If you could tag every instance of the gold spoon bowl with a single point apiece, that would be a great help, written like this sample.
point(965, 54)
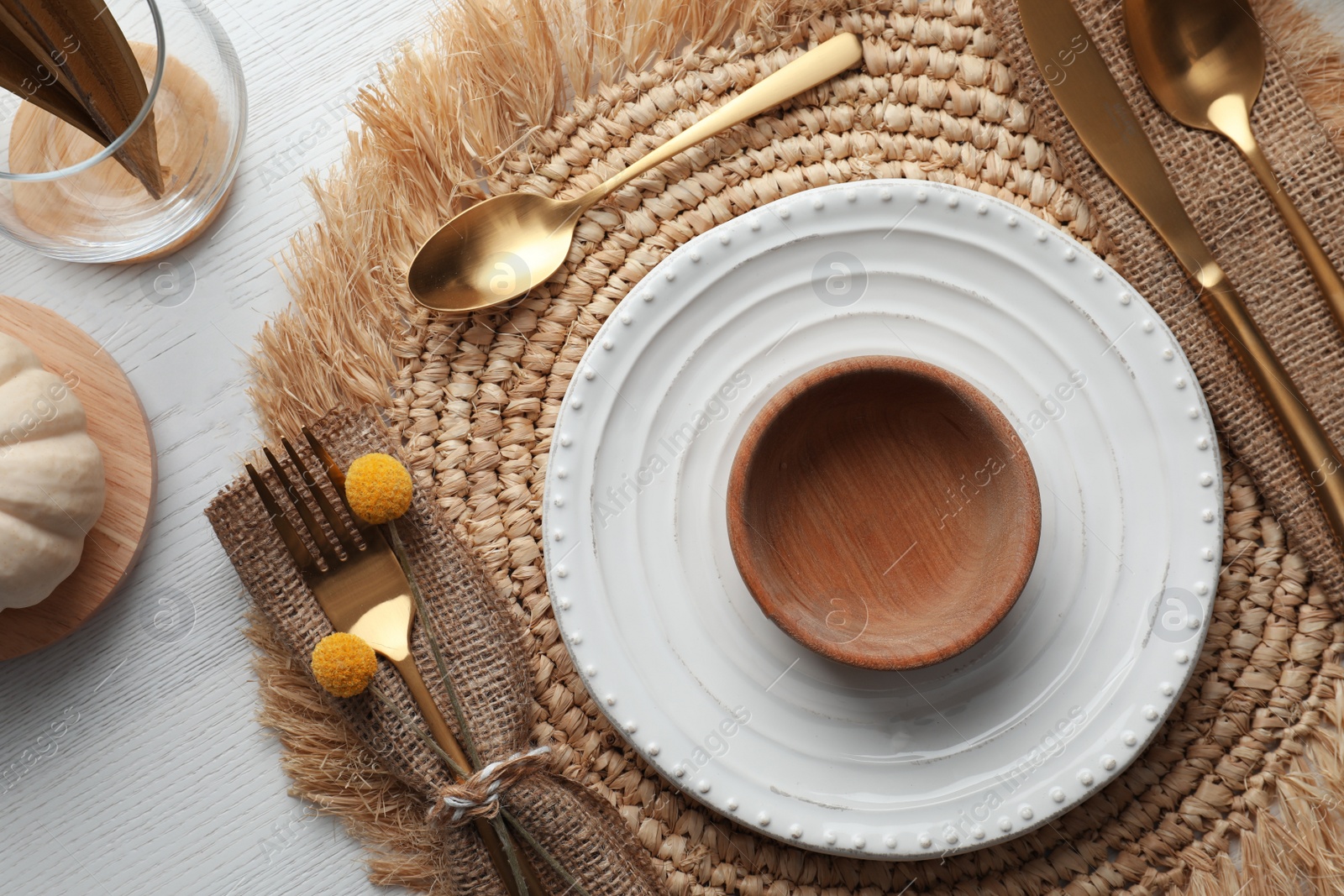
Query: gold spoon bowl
point(1205, 63)
point(504, 246)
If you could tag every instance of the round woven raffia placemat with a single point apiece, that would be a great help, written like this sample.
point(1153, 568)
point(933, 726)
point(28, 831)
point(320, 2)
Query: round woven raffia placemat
point(475, 401)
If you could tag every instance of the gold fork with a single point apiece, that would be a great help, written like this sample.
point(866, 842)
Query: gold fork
point(365, 591)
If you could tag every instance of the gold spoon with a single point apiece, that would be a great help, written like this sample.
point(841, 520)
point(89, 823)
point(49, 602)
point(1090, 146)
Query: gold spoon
point(507, 244)
point(1205, 63)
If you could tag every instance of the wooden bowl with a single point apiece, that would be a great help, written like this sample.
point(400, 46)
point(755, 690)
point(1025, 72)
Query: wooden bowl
point(884, 512)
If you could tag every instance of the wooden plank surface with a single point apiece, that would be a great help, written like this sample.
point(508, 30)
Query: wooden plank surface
point(118, 427)
point(131, 759)
point(131, 762)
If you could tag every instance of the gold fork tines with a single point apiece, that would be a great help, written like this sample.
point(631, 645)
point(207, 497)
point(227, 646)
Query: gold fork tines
point(363, 590)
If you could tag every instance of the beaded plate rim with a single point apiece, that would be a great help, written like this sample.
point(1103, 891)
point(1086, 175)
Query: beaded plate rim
point(1085, 270)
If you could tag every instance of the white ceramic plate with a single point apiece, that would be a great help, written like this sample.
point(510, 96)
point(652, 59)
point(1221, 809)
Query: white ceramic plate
point(1030, 721)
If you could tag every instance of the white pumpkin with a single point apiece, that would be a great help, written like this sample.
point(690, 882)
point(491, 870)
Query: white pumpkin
point(51, 481)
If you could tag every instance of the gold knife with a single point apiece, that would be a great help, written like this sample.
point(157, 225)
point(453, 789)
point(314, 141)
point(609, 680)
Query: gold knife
point(1097, 109)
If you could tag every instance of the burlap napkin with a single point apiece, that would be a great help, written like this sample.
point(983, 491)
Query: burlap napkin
point(1240, 222)
point(480, 642)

···

◆ EXERCISE REQUIREMENTS
Start at the top line above and repeat the records verbatim, leaving images out.

◆ EXERCISE RESULT
If you could tag every instance of the gold spoon bowl with a single point apiece, that would be a great help, written like this sample.
point(965, 54)
Query: gold spoon bowl
point(1205, 63)
point(504, 246)
If you could tag every instance of the round woven raffia placemat with a single point apiece, that would be a great help, written like this sample.
point(1153, 568)
point(933, 726)
point(28, 831)
point(320, 2)
Query: round woven raffia placemat
point(475, 401)
If you could tag every instance of the gold fork with a single point apiece, that would be a great help, written like this sample.
point(866, 842)
Query: gold fork
point(365, 591)
If you could tag every instance of the gold spoon with a single point apiece, that would be a great help, written like this sample.
point(841, 520)
point(89, 823)
point(49, 602)
point(1090, 146)
Query: gold spoon
point(507, 244)
point(1205, 63)
If you could tag every instance of the wooden bowl with a single point apiece, that would be a great help, written like this sample.
point(400, 46)
point(755, 690)
point(1025, 72)
Query: wooden bowl
point(884, 512)
If you could tag every instance of the wooden plank surface with a single point apiece, that would be a great help, written like this sample.
point(508, 30)
Query: wooden plank surface
point(118, 427)
point(131, 759)
point(131, 762)
If you could tag every instance of the gold fork tines with a single point apiece, that would be a great help, written like this sample.
point(631, 645)
point(207, 497)
point(227, 646)
Query: gold fork tines
point(363, 590)
If you could tag every instance of the beaded plate rim with a single point apiece, that would be a great help, written like this sample.
point(1103, 891)
point(1086, 175)
Query: beaded plate rim
point(1085, 270)
If you could tag every instance of the white ceramic plate with a single point apiece, that would be a great help, written like this sample.
point(510, 96)
point(652, 59)
point(1221, 809)
Query: white ceramic plate
point(1030, 721)
If you could tag every instance of the white pumpkin with a single point apiece, that would be a great help, written like this sample.
point(690, 882)
point(491, 870)
Query: white pumpkin
point(51, 481)
If you could tag every instance of the gold knife with a single point apiece, that would be a great help, written like this sample.
point(157, 225)
point(453, 789)
point(314, 141)
point(609, 680)
Query: gold knife
point(1097, 109)
If you could tag every instance of the burlap napkin with a single point apiece, that would be a great help, written like this sample.
point(983, 491)
Query: burlap napkin
point(1240, 222)
point(480, 642)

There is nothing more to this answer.